[Prompt] Count the lines in the rows below that contain the string "trousers". Reply with the number alone.

[Exercise inputs]
* start *
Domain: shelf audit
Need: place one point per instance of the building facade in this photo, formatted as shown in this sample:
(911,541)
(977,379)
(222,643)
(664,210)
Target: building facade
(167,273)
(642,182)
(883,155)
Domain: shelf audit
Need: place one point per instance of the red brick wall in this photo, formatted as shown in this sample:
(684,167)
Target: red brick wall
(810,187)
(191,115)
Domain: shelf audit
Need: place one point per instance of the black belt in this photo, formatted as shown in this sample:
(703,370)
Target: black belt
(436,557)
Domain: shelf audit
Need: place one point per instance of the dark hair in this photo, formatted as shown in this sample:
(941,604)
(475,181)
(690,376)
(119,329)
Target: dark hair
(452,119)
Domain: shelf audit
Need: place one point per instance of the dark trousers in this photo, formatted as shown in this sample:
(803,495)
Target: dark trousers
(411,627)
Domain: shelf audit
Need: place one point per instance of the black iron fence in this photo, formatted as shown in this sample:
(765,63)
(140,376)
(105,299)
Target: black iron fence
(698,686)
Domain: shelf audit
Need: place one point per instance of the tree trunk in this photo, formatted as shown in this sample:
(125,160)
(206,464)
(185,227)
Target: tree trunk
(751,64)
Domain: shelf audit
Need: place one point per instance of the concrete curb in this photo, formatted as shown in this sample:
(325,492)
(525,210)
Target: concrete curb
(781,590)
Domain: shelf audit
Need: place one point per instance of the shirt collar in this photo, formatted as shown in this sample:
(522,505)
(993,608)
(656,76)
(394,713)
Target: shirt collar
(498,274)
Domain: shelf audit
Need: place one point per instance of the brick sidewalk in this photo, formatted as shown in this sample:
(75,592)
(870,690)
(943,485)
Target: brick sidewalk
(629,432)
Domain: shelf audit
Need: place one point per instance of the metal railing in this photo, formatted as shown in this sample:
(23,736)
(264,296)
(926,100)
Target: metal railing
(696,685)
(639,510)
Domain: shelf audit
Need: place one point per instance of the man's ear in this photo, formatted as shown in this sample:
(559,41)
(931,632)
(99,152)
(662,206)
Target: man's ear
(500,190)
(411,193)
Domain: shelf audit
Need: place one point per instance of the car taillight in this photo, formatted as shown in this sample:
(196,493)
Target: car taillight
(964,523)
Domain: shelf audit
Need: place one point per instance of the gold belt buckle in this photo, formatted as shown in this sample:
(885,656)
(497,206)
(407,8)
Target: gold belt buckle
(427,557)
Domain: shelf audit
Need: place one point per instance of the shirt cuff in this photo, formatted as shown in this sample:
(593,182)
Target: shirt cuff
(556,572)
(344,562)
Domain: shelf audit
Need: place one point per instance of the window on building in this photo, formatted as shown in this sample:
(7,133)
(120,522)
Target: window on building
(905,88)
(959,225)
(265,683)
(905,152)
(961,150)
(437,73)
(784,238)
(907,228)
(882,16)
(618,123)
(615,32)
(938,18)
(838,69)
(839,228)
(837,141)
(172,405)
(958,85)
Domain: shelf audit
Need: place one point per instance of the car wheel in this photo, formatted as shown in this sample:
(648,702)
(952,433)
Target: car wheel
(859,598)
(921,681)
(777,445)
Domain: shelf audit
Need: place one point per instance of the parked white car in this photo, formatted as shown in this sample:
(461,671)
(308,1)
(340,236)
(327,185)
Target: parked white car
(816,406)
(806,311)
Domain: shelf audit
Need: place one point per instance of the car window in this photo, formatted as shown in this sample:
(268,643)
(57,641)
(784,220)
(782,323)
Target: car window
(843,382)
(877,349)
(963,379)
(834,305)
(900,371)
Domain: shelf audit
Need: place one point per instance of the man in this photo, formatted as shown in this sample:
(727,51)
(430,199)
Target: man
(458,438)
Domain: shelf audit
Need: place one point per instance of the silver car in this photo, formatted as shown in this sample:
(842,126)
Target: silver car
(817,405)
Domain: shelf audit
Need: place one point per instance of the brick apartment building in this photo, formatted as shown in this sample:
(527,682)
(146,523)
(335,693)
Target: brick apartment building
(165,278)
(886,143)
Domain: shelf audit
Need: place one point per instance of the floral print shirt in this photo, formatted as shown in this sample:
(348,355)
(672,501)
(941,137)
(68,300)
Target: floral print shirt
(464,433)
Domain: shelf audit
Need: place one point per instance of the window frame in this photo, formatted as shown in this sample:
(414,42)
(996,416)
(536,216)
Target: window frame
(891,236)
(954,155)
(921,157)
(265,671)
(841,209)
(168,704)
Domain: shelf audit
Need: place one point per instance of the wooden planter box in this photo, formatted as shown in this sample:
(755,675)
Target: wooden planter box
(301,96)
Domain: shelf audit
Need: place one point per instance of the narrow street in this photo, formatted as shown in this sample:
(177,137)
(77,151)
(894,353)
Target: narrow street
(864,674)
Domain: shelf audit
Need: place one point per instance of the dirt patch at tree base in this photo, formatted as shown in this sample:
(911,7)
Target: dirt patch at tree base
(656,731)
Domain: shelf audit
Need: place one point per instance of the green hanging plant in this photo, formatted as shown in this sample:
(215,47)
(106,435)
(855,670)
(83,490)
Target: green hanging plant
* end *
[Task result] 2